## START DOCUMENT SEGMENT
Running the Tutorial Script¶
This tutorial example requires a single input file:-
c:\PoPy\examples\builtin_tut_example.pyml
Open a PoPy Command Prompt to setup the PoPy environment in this folder:-
c:\PoPy\examples\
With the PoPy environment enabled, you can open the script using:-
$ popy_edit builtin_tut_example.pyml
Again, with the PoPy environment enabled, call popy_run on the Tut Script from the command line:-
$ popy_run builtin_tut_example.pyml
When the tut script has terminated, you can view the output of the fit using popy_view, by typing the following command:-
$ popy_view builtin_tut_example.pyml.html
Note the extra ‘.html’ extension in the above command. This command opens a local .html file in your web browser to summarise the result of the generating process.
You can compare your local html output with the pre-computed documentation output, see First order absorption model with peripheral compartment. You should expect some minor numerical differences when comparing results with the documentation.
Syntax of Tut Script¶
The major structural difference between a Fit Script or Gen Script and a Tut Script is that the generating EFFECTS are encoded in GEN_EFFECTS and the fitting EFFECTS are encoded in FIT_EFFECTS. For example the GEN_EFFECTS section for this tutorial example is as follows:-
GEN_EFFECTS:
POP: |
c[AMT] = 100.0
f[KA] = 0.2
f[CL] = 2.0
f[V1] = 50
f[Q] = 1.0
f[V2] = 80
f[KA_isv,CL_isv,V1_isv,Q_isv,V2_isv] = [
[0.1],
[0.01, 0.03],
[0.01, -0.01, 0.09],
[0.01, 0.02, 0.01, 0.07],
[0.01, 0.02, 0.01, 0.01, 0.05],
]
f[PNOISE] = 0.15
ID: |
c[ID] = sequential(50)
t[DOSE] = 2.0
t[OBS] ~ unif(1.0, 50.0; 5)
# t[OBS] = range(1.0, 50.0; 5)
r[KA, CL, V1, Q, V2] ~ mnorm([0,0,0,0,0], f[KA_isv,CL_isv,V1_isv,Q_isv,V2_isv])
## END DOCUMENT SEGMENT
• [WHAT IS ASKED]
(1) In the PoPy tutorial text, why does the popy_view command end with an extra ".html" extension? Answer in one to three sentences.
(2) Write the next part of the PoPy tutorial text, starting after its last line.
## START MATERIAL SHOWN
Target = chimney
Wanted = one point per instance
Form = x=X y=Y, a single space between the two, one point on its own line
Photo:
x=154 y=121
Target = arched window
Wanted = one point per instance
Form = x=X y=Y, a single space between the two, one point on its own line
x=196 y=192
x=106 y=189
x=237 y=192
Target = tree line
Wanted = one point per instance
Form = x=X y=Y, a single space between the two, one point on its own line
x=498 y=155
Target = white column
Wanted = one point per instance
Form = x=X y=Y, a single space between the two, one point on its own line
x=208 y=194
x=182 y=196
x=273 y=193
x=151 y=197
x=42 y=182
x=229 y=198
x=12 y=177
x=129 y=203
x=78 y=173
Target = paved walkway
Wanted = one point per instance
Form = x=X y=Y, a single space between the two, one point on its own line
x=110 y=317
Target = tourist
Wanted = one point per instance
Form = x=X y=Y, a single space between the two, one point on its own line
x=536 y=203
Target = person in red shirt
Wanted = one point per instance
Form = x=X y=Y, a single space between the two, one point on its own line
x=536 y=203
## END MATERIAL SHOWN
• [SOLVED TASKS]
(1) The command opens a local .html file in your web browser. That file sums up the result of the generating process.

(2)
And the FIT_EFFECTS section is as follows:-
FIT_EFFECTS:
POP: |
f[KA] ~ P1.0
f[CL] ~ P1.0
f[V1] ~ P20
f[Q] ~ P0.5
f[V2] ~ P100
f[KA_isv,CL_isv,V1_isv,Q_isv,V2_isv] ~ spd_matrix() [
[0.05],
[0.01, 0.05],
[0.01, 0.01, 0.05],
[0.01, 0.01, 0.01, 0.05],
[0.01, 0.01, 0.01, 0.01, 0.05],
]
f[PNOISE] ~ P0.1
ID: |
r[KA, CL, V1, Q, V2] ~ mnorm([0,0,0,0,0], f[KA_isv,CL_isv,V1_isv,Q_isv,V2_isv])
The GEN_EFFECTS get passed to the Gen Script and the FIT_EFFECTS get passed to the Fit Script. From the examples above you can see that the GEN_EFFECTS->POP section has:-
f[X] = true_value
Whereas the FIT_EFFECTS->POP section has:-
f[X] ~ P starting_value
Reflecting the fact that the f[X] are known constants for a Gen Script, but are unknown values to be estimated in a Fit Script.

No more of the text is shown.